_Text extract:_
7.6.1. NFS Version 4

In 1998, Sun Microsystems and the Internet Society completed an agreement giving the Internet Society control over future versions of NFS, starting with NFS Version 4. The Internet Society is the umbrella body for the Internet Engineering Task Force (IETF). IETF now has a working group chartered to define NFS Version 4. The goals of the working group include:

Better access and performance on the Internet

NFS can be used on the Internet, but it isn't designed to work through firewalls (although, in Chapter 12, "Network Security" we'll discuss a way to use NFS through a firewall). Even if a firewall isn't in the way, certain aspects of NFS, such as pathname parsing, can be expensive on high-latency links. For example, if you want to look at /a/b/c/d/e on a server, your NFS Version 2 or 3 client will need to make five lookup requests before it can start reading the file. This is hardly noticeable on an ethernet, but very annoying on a modem link.

_Things to do:_
(a) Name every organization that the NFS Version 4 passage mentions by name.
(b) Using the NFS Version 4 passage, decide whether each statement is true: (i) The Internet Society is the umbrella body for the IETF. (ii) NFS was designed to work through firewalls. (iii) To read /a/b/c/d/e on a server, an NFS Version 2 or 3 client must first make three lookup requests.

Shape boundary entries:
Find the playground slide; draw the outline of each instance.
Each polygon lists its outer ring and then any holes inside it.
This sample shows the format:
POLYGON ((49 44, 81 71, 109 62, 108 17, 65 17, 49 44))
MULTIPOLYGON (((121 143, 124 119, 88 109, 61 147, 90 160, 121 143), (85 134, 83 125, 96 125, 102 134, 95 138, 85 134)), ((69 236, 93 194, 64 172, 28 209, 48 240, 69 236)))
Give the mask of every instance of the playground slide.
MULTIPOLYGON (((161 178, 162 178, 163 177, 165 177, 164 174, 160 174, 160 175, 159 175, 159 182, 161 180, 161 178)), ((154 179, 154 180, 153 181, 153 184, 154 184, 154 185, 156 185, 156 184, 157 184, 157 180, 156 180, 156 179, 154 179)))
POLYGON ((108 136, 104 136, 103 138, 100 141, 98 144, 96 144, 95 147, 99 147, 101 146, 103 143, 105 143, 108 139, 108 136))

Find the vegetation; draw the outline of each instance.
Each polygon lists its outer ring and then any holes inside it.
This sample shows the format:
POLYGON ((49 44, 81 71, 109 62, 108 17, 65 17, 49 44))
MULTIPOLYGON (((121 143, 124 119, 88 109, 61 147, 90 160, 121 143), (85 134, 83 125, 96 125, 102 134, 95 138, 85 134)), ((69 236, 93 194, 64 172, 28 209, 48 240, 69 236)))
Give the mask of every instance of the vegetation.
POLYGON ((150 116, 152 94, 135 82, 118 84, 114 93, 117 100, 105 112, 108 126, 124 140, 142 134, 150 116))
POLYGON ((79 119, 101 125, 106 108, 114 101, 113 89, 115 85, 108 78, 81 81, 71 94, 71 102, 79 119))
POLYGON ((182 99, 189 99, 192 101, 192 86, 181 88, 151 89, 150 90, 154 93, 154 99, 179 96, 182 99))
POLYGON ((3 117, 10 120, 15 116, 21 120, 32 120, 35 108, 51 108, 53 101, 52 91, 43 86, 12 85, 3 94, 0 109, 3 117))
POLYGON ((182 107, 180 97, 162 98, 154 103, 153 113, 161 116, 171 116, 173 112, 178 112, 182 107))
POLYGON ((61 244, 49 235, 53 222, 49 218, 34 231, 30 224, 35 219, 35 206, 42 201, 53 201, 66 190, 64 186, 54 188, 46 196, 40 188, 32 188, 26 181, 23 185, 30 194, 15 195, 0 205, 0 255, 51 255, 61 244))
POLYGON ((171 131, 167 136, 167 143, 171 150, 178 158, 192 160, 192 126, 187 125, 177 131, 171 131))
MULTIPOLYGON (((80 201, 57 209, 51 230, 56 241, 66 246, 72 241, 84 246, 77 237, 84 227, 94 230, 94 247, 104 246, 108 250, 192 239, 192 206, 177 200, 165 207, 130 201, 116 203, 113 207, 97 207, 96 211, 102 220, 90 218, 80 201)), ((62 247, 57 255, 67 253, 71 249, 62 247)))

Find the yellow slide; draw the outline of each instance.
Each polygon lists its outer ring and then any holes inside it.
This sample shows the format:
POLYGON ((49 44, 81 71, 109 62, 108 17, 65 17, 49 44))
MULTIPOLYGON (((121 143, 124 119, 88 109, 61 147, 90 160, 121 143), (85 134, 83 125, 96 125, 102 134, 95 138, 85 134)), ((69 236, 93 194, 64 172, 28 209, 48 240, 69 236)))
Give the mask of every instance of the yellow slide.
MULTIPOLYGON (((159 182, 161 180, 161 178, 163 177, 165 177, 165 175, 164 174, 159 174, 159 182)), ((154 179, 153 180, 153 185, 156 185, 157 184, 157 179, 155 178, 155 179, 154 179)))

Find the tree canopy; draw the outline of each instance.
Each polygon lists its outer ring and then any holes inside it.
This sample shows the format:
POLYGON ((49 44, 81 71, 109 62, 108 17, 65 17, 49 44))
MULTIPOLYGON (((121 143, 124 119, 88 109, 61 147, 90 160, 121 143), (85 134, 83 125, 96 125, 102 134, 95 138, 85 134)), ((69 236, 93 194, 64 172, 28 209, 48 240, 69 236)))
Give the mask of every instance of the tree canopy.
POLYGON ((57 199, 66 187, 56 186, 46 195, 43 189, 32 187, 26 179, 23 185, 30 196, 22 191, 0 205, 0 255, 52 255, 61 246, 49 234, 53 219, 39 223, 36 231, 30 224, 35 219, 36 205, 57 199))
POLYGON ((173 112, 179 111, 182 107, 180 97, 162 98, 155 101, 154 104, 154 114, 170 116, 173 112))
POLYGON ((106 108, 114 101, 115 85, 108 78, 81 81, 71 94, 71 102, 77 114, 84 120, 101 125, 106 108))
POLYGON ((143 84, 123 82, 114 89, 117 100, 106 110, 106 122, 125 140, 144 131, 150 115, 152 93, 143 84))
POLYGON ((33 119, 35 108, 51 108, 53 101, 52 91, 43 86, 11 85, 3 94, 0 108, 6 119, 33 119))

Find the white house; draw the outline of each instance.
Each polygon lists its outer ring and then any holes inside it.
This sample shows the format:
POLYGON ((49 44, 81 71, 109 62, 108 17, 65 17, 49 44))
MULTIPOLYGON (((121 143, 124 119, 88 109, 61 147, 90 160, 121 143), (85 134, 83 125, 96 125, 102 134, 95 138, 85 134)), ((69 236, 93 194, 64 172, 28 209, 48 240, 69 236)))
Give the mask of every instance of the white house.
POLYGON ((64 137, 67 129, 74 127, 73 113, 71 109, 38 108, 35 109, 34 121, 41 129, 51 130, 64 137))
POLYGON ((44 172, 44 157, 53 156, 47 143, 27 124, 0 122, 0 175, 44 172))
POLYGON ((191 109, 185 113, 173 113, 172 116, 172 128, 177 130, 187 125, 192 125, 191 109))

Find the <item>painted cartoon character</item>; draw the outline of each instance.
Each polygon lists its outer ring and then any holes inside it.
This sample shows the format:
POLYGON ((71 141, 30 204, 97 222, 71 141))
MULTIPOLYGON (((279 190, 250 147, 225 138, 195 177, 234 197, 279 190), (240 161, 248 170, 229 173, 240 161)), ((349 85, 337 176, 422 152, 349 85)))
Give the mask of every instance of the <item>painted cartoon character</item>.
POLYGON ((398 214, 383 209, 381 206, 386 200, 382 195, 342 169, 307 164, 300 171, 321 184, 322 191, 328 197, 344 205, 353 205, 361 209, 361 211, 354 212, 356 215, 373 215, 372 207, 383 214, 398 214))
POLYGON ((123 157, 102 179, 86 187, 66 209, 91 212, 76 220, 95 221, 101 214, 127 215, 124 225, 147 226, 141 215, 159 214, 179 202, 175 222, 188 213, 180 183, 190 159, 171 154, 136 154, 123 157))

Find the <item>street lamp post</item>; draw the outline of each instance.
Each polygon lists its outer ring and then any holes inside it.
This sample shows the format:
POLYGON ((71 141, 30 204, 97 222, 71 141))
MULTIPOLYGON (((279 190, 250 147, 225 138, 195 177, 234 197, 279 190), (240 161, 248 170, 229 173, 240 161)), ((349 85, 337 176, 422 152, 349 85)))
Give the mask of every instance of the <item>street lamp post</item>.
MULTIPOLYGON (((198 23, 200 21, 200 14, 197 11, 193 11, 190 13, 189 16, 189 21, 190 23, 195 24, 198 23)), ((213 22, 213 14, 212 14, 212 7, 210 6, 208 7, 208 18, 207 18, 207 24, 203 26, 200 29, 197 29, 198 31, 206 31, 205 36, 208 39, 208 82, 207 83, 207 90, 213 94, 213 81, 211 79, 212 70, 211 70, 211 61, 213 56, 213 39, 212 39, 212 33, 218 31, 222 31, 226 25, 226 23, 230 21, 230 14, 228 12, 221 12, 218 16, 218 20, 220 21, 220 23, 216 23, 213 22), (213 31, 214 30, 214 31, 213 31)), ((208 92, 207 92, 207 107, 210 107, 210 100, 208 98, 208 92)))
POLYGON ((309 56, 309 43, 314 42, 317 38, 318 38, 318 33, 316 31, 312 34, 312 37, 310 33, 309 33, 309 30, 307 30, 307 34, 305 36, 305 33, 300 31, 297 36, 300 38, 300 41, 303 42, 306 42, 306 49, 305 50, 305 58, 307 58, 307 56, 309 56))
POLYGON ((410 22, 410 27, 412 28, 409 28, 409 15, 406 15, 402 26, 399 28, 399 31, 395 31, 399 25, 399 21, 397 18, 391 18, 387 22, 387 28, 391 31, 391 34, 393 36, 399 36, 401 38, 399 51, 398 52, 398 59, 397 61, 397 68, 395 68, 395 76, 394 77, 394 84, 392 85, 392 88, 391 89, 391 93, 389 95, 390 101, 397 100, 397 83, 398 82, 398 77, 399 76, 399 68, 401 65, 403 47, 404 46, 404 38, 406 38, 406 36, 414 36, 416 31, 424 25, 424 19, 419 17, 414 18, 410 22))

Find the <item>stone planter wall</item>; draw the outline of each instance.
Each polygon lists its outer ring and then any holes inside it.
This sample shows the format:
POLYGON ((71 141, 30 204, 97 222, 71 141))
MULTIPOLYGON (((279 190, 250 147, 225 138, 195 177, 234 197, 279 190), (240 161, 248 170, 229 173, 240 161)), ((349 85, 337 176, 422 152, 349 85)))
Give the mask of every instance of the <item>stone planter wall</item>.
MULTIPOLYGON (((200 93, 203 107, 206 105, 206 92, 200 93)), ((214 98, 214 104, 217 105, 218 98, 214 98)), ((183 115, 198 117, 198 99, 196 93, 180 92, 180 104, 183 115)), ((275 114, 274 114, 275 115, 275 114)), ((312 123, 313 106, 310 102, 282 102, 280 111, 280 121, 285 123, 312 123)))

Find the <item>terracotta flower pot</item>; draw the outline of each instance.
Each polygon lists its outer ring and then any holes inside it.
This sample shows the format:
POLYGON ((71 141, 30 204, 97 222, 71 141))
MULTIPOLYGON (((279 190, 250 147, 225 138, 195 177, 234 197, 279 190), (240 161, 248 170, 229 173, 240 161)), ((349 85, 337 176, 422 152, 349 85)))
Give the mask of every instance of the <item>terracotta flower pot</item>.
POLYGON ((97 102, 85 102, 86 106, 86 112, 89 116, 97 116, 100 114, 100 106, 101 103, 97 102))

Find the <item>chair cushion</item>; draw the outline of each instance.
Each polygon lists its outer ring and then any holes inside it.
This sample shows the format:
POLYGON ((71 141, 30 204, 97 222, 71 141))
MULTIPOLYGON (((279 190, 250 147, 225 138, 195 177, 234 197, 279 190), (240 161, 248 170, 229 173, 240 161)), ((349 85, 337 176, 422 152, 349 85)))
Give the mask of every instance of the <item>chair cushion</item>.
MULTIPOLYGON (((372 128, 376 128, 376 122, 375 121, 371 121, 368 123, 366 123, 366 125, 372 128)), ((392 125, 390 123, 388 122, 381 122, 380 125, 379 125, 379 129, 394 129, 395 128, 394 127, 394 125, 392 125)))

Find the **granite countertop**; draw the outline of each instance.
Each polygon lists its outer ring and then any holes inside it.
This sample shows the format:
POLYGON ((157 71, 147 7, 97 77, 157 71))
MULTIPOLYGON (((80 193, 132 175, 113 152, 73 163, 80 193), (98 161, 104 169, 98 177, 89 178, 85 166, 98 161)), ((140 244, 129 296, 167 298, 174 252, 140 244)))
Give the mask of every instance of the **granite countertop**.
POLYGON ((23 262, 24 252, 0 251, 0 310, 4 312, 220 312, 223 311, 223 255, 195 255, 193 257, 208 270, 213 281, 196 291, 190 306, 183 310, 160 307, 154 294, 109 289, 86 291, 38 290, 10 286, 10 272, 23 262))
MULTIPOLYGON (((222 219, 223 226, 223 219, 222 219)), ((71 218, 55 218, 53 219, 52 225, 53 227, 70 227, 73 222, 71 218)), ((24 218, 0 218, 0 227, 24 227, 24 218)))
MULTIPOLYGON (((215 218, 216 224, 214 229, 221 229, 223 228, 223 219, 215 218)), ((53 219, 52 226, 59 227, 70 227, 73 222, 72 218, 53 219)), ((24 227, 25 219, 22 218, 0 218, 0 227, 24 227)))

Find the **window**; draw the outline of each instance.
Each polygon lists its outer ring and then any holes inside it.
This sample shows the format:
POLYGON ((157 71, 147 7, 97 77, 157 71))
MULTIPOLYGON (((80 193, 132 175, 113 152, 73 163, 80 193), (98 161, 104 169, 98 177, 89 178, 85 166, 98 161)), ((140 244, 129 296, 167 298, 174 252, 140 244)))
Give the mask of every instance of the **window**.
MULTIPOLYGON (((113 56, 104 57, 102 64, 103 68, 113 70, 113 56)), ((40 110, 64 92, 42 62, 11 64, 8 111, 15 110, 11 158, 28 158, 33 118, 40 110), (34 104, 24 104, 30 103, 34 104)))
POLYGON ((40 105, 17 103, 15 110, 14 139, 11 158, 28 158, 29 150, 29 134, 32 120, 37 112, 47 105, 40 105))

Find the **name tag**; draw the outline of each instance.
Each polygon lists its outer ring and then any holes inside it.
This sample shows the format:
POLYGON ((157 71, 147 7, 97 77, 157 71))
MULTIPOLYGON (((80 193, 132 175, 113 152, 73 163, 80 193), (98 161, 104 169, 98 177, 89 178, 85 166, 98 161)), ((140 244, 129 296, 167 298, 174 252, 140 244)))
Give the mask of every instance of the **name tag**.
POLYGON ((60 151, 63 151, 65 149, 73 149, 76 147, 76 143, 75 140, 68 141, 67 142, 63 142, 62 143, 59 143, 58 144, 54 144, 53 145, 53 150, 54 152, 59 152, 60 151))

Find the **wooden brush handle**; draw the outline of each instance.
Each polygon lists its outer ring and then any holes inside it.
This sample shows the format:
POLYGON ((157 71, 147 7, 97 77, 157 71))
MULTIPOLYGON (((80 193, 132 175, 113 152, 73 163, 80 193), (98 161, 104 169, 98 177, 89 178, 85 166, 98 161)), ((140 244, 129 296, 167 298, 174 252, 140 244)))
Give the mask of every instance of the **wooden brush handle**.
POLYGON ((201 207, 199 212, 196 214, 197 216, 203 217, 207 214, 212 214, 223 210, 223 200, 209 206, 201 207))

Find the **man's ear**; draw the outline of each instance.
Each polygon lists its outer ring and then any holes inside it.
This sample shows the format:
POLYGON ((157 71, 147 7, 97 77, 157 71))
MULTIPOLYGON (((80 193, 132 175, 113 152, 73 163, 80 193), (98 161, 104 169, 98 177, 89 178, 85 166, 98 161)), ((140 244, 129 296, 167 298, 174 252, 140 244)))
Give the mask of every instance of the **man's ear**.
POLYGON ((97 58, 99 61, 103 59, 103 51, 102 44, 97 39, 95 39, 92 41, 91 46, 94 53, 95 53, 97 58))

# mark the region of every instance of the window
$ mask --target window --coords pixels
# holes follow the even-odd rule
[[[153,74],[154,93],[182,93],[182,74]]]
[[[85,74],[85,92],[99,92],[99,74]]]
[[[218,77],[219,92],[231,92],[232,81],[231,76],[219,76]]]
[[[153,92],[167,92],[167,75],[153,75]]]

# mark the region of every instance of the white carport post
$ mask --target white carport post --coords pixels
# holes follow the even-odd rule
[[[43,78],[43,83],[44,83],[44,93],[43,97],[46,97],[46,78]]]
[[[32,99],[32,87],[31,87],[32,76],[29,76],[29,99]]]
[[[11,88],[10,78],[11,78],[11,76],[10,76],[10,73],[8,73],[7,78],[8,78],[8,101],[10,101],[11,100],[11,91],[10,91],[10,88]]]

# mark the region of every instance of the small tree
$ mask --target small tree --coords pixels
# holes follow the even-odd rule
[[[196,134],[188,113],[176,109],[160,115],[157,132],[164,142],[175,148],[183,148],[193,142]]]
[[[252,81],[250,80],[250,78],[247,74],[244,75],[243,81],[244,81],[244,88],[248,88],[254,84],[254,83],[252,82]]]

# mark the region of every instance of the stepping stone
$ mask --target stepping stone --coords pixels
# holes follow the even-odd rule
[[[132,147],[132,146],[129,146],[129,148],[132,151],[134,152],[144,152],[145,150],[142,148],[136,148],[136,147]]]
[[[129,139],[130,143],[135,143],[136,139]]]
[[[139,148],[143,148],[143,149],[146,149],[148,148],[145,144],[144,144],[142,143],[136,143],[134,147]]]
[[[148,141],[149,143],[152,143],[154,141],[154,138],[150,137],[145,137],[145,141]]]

_Written responses:_
(a) Sun Microsystems, the Internet Society, and the Internet Engineering Task Force (IETF).

(b)
(i) Yes: "The Internet Society is the umbrella body for the Internet Engineering Task Force (IETF)."
(ii) No: "it isn't designed to work through firewalls"
(iii) No: "your NFS Version 2 or 3 client will need to make five lookup requests before it can start reading the file"